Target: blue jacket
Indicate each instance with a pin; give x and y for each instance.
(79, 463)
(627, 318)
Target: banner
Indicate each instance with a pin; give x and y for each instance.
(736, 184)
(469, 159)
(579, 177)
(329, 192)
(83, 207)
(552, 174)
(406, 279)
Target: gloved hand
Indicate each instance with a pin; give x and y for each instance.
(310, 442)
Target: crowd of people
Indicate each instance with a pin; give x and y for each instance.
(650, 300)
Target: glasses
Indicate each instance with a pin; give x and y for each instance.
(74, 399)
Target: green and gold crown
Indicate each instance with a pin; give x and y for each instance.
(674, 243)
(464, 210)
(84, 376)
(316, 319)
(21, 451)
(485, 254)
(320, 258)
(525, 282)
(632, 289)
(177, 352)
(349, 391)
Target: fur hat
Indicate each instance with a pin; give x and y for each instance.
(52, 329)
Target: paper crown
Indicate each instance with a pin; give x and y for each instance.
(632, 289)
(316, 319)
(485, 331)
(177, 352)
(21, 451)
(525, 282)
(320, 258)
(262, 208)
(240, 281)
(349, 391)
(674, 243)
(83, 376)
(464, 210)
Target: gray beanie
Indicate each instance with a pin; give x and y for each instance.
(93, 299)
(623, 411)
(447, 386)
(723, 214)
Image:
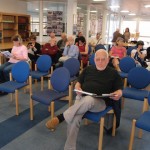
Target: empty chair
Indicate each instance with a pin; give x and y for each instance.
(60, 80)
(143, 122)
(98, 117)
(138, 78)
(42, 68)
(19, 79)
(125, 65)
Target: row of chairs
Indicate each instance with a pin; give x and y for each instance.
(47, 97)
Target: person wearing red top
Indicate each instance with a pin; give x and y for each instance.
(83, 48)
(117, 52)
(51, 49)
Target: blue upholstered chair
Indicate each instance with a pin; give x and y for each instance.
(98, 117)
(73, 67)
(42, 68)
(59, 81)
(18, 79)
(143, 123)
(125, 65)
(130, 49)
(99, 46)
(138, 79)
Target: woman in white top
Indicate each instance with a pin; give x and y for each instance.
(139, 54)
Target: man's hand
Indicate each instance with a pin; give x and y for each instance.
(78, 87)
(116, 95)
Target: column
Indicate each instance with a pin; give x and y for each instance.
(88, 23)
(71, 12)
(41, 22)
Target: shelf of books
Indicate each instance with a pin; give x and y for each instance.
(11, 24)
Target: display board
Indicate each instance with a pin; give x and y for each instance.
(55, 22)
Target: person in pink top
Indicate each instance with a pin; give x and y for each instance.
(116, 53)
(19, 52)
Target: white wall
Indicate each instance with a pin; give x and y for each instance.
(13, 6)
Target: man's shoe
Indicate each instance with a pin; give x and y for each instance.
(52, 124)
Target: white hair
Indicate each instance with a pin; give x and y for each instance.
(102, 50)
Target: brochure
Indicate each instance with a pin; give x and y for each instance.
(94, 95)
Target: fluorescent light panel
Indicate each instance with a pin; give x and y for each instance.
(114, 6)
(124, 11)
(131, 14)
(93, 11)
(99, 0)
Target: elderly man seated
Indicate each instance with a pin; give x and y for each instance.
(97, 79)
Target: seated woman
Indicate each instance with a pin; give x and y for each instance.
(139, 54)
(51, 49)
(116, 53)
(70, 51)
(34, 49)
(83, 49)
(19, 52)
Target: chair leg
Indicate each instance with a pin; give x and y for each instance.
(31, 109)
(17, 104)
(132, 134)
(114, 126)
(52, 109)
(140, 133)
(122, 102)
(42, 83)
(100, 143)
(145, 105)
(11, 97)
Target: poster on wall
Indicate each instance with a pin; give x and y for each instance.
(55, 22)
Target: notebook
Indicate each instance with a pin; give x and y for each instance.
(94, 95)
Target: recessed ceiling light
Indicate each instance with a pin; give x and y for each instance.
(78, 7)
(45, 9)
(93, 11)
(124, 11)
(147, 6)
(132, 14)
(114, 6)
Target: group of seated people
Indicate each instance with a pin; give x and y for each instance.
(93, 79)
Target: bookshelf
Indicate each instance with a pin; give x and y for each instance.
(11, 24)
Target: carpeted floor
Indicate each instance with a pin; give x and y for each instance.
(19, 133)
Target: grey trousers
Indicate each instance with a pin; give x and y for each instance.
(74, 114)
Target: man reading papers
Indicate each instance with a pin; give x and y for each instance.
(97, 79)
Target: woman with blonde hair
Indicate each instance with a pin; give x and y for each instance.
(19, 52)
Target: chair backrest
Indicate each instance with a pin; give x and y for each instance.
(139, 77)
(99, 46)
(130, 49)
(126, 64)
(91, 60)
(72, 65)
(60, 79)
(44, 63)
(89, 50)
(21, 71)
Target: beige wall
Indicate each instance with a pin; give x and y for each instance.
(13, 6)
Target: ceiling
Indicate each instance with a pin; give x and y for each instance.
============================================================
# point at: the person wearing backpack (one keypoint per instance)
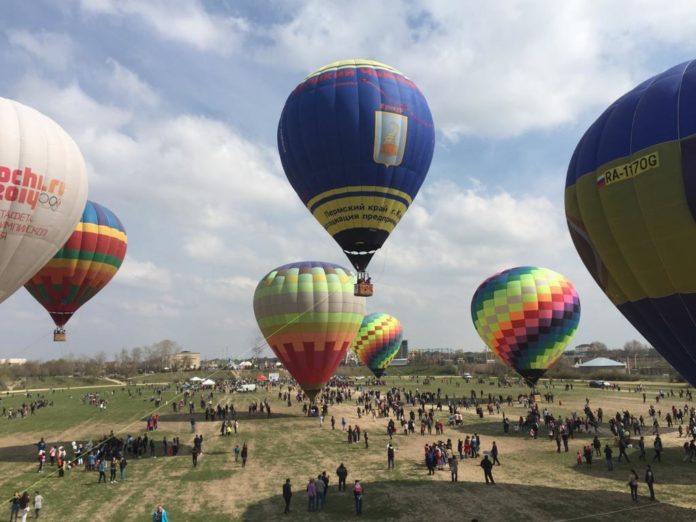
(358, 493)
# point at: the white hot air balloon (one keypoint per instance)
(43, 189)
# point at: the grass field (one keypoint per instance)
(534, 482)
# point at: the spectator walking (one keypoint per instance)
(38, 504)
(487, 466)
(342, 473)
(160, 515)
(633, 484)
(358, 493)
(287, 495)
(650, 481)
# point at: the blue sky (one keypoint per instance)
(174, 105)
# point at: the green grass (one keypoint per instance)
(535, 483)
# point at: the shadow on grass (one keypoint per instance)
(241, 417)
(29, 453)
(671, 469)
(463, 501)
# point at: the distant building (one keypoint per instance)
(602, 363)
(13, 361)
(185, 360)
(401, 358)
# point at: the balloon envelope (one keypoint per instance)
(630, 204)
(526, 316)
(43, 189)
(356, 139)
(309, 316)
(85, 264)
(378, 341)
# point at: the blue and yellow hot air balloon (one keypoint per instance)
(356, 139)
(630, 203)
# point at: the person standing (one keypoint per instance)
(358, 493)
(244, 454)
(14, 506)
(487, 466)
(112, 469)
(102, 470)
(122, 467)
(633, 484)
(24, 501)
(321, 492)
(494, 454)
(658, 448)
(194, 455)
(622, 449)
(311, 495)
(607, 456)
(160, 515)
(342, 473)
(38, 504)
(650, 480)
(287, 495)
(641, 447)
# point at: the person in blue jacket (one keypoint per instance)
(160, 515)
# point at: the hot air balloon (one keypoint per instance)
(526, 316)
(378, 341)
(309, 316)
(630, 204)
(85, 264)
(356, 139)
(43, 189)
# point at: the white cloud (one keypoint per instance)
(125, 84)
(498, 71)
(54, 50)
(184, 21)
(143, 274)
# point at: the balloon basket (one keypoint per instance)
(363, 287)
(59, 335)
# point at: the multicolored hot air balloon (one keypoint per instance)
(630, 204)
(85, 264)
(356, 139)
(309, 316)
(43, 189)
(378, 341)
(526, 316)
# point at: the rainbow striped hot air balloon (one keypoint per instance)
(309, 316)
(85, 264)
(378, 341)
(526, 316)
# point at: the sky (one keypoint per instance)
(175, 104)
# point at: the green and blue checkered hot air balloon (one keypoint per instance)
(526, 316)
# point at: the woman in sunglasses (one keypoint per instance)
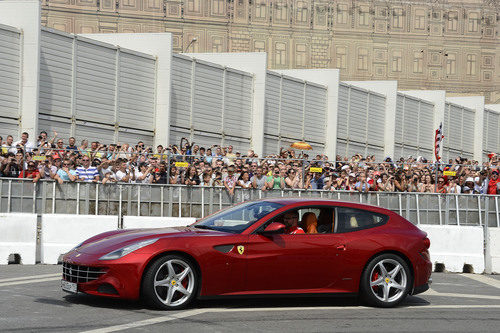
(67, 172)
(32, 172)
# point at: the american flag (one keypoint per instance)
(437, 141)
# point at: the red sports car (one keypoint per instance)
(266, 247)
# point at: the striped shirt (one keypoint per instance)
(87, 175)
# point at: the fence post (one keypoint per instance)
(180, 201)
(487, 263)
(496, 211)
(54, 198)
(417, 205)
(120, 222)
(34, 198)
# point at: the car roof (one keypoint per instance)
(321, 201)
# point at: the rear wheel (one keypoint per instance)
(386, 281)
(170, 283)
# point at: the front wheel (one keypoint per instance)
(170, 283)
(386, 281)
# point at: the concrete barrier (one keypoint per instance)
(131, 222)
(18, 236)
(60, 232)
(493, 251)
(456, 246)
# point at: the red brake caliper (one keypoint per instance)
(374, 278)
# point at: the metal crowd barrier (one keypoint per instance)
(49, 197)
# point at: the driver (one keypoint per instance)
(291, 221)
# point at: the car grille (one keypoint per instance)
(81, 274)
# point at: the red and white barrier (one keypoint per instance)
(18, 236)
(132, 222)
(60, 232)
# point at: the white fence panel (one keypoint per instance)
============================================================
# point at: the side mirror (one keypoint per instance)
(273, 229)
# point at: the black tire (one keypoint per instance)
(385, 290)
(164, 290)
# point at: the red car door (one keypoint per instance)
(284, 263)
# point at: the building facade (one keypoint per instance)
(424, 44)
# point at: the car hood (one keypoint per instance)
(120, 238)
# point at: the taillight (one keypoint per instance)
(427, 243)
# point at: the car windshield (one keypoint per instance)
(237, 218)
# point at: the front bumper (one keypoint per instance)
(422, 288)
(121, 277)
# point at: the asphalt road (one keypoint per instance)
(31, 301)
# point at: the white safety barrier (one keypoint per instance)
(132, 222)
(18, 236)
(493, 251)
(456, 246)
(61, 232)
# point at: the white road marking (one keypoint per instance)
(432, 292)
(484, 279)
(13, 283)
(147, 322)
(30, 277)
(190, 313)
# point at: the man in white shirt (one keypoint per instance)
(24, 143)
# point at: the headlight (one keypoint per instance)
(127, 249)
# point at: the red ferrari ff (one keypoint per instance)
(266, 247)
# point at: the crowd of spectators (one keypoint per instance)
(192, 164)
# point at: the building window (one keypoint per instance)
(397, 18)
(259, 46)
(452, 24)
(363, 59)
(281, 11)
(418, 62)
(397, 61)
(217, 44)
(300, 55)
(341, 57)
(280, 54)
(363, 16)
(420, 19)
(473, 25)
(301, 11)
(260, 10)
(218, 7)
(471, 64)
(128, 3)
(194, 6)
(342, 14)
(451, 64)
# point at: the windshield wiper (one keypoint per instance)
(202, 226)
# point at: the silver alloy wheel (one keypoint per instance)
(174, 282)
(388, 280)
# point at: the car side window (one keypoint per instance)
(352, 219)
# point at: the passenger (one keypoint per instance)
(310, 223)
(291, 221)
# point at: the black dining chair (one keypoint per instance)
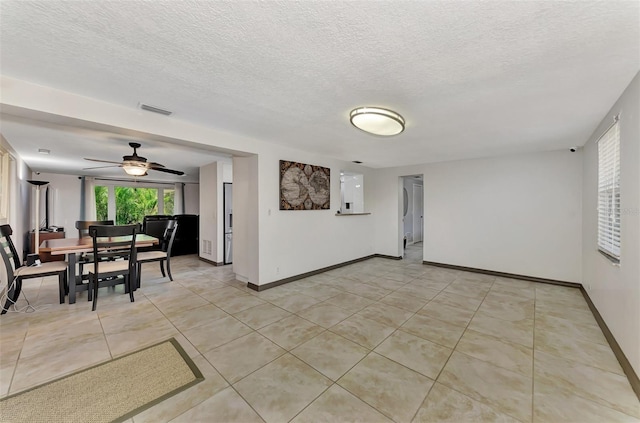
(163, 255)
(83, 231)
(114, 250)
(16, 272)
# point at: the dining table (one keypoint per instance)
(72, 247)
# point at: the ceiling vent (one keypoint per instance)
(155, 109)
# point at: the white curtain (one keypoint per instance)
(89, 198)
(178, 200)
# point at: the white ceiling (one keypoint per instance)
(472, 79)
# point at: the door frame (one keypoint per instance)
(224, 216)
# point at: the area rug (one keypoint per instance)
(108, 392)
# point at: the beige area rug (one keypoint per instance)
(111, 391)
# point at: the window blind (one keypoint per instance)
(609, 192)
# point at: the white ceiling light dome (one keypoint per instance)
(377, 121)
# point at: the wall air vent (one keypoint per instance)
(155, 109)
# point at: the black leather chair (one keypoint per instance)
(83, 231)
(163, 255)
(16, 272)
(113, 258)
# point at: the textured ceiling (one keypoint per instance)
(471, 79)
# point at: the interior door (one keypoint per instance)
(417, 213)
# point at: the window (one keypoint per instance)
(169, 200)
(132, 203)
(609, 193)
============================================================
Required work: Working from the data above, extract solely the lines from the one containing "Target: blue jacket" through the one containing "Target: gloved hand", exactly as they appear, both included.

Answer box:
Target: blue jacket
Indicate each instance with a pin; give x and y for each instance.
(79, 463)
(627, 318)
Target: banner
Indicate each instance with a pin; give x and y for each instance.
(736, 184)
(469, 159)
(579, 177)
(329, 192)
(83, 207)
(552, 174)
(406, 279)
Target: gloved hand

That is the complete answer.